> _Text excerpt_
════════════════

The provision of professional snow and ice management services has always been a challenging proposition. The past few years have thrown a few curveballs at us and made this even more difficult. There are four main areas that have become exceptionally demanding. These are insurance and related liability issues, vehicles and equipment, the supply of salt, and finally the available labour pool.
In recent years, personal injury lawyers have found the snow industry to be a very lucrative, soft target. Their marketing is everywhere. The Homeowners and Occupiers Act requires that property owners and their hired contractors make reasonable efforts to keep properties safe. In actual fact, the standard is often perfection, and even when perfection is achieved (contracts followed perfectly, verifiable third-party documentation, GPS, trained staff and well-maintained equipment, etc), there will still be a payout settlement of some sort, even for frivolous claims. Insurance companies take a short-term stance on this and prefer to make a settlement rather than incur the costs of a trial and potentially larger loss. But in the long term, this behaviour is essentially being rewarded, and claims actually seem to be increasing at an accelerated pace. The end result is that our industry continues to be targeted, and insurance premiums and deductibles are rapidly increasing to cover the costs of claim payouts. Deductibles of $50,000 per claim are becoming standard. All contractors are experiencing a rapid rate and deductible hikes, and an increasing number can’t acquire coverage at all. This is a major crisis that will ultimately require legislation to control.
The past three years have seen major production shortfalls in domestic salt mines. This resulted in an emergency influx of foreign-produced salt (Egypt, Morocco, Chile, etc) to fill the void. While the quality was generally acceptable, the cost of shipping and storage led to wild price increases, doubling the cost in many cases. It appears the domestic mines are back on track this year which should lead to supply and price stability. It remains to be seen if there will be a decrease in pricing, or simply a plateauing.

════════════════

> _Work item_
Copy out the passage of the snow and ice management text starting at "The provision of" and ending at "available labour pool.".

> _Records supplied_
════════════════

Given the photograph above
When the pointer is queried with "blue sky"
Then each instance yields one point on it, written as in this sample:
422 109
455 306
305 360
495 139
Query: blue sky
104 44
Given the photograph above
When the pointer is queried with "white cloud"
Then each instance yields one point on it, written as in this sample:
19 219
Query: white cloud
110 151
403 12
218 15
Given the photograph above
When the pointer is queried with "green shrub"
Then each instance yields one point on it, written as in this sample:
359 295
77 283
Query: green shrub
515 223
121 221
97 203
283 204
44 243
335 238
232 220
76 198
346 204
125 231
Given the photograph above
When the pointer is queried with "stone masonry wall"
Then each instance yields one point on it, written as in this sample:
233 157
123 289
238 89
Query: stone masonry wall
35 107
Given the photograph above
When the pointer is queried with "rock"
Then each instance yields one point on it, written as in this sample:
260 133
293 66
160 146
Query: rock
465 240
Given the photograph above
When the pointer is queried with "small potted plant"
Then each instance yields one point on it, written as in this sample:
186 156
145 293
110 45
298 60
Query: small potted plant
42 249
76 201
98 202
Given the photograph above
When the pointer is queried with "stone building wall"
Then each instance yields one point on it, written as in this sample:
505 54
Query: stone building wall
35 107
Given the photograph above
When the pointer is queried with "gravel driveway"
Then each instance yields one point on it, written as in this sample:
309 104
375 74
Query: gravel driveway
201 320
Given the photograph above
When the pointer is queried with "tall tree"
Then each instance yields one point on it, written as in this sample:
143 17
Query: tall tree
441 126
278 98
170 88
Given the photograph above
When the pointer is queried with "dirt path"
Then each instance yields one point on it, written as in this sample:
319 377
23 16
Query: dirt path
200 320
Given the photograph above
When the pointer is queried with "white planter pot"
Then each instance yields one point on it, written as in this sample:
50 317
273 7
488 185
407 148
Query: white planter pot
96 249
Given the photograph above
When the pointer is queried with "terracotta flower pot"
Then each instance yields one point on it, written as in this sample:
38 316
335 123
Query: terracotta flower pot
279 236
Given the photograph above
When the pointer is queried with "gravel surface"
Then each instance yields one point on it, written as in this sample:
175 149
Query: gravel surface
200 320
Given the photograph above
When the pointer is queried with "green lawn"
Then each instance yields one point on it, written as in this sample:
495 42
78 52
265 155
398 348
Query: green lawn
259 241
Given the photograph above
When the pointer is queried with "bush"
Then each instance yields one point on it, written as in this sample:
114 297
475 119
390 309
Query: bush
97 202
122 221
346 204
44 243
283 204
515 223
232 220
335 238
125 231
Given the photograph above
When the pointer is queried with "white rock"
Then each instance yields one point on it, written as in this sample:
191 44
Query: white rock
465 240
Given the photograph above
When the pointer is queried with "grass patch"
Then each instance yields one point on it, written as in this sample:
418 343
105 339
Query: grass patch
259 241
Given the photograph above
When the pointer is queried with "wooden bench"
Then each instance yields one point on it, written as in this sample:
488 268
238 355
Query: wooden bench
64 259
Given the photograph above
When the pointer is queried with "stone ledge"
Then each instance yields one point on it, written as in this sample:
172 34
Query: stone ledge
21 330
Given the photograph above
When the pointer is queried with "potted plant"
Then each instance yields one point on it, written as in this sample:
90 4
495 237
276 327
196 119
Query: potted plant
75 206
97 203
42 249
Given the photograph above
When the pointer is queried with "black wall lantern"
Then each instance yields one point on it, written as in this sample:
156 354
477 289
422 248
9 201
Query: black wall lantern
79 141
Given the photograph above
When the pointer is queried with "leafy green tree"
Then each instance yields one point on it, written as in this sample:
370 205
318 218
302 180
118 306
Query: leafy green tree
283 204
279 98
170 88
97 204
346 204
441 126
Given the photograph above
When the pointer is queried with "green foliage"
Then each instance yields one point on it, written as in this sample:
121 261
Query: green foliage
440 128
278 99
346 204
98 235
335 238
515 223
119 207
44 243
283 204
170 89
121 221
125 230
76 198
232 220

════════════════

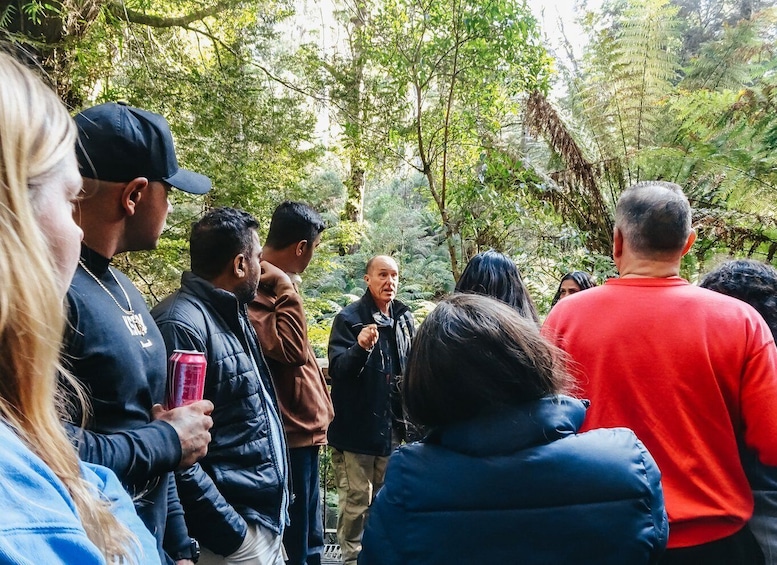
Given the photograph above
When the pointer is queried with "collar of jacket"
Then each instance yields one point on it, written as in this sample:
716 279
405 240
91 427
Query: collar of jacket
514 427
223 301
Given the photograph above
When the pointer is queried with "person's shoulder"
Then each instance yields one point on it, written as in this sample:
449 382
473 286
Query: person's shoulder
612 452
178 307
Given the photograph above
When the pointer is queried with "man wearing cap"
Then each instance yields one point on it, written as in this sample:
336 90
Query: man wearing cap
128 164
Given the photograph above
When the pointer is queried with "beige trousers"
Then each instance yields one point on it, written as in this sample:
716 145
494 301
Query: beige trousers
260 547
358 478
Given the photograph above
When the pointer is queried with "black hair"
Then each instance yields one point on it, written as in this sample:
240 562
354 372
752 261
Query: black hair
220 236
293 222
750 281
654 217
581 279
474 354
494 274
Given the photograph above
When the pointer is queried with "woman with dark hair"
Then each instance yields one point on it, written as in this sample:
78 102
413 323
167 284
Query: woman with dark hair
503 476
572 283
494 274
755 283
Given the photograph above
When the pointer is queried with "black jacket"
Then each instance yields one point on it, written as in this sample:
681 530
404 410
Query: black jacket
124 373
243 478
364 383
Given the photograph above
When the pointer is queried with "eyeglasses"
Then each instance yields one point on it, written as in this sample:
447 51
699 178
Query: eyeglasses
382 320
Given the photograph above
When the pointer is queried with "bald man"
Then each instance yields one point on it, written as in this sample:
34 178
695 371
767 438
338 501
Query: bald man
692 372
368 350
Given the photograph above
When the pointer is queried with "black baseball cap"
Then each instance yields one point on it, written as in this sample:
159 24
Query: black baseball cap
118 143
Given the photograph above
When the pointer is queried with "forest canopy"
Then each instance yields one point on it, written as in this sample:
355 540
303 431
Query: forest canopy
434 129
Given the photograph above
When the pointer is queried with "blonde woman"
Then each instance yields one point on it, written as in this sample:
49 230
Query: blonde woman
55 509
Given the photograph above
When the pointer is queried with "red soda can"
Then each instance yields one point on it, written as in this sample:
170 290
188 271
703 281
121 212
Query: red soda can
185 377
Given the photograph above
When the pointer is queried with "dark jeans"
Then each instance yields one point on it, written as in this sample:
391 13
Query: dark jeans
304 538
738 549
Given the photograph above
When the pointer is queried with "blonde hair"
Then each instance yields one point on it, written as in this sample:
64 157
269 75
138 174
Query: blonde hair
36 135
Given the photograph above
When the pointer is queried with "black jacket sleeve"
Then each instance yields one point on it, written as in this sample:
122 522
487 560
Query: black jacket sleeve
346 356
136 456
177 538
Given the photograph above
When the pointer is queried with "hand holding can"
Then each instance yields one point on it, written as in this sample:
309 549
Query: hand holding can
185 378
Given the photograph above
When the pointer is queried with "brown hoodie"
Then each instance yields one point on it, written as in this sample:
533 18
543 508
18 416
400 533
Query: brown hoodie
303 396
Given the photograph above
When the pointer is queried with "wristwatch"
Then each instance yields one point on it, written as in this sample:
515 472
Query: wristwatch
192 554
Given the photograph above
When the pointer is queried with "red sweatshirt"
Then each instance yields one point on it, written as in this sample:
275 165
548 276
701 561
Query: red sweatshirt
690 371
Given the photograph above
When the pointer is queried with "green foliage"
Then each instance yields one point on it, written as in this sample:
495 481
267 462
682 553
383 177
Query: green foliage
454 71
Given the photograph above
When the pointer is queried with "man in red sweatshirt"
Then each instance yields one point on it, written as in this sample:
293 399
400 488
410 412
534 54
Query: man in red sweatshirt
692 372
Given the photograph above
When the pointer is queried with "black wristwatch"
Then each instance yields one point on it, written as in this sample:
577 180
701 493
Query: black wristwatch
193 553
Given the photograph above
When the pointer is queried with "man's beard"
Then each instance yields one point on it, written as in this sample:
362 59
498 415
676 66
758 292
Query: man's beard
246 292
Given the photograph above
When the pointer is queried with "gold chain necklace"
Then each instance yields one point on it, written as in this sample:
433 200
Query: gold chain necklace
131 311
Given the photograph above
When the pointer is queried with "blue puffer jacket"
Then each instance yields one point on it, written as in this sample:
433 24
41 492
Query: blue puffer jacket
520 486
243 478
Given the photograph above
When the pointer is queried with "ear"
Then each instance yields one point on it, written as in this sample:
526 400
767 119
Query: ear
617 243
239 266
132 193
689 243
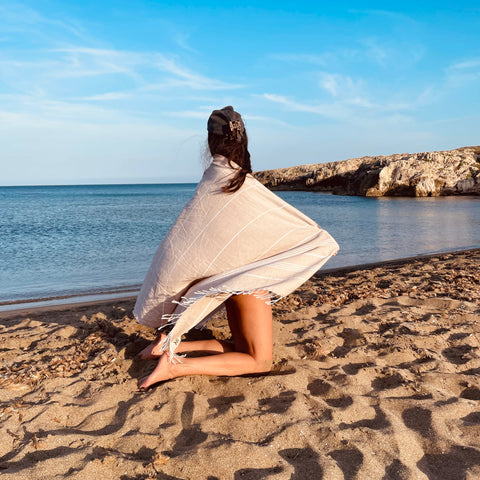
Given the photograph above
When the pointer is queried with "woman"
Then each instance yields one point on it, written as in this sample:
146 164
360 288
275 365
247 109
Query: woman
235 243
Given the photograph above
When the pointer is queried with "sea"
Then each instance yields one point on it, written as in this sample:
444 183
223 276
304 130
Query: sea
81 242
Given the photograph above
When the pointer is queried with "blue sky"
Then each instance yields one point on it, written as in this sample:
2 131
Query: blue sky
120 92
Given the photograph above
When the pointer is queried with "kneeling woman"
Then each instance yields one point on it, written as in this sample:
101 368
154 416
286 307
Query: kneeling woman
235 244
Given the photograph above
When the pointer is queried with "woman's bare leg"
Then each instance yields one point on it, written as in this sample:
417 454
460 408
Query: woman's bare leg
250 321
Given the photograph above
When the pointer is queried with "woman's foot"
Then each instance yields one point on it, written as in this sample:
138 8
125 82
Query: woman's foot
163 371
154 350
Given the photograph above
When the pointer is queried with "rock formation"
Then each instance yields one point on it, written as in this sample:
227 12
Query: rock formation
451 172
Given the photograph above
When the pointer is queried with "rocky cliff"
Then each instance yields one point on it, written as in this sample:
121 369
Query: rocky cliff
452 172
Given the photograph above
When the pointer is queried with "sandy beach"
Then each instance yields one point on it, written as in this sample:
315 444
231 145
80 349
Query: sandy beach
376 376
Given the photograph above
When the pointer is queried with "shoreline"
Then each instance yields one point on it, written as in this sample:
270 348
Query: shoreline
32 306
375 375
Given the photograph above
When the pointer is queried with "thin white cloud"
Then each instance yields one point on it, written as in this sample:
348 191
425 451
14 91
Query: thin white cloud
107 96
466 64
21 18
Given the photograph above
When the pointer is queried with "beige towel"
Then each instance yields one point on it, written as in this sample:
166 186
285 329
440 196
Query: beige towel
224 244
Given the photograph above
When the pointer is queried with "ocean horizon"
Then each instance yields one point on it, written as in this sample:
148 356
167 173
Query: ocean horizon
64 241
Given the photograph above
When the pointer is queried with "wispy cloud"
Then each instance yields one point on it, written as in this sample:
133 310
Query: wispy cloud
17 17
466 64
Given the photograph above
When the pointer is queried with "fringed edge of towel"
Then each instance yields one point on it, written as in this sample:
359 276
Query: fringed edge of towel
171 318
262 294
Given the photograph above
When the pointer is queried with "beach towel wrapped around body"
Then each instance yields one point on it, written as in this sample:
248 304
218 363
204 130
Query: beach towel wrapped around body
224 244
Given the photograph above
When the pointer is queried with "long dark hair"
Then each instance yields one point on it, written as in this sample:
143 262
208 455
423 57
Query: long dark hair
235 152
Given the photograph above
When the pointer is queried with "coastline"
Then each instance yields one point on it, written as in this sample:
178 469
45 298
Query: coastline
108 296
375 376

════════════════

> _Solution below_
The provision of professional snow and ice management services has always been a challenging proposition. The past few years have thrown a few curveballs at us and made this even more difficult. There are four main areas that have become exceptionally demanding. These are insurance and related liability issues, vehicles and equipment, the supply of salt, and finally the available labour pool.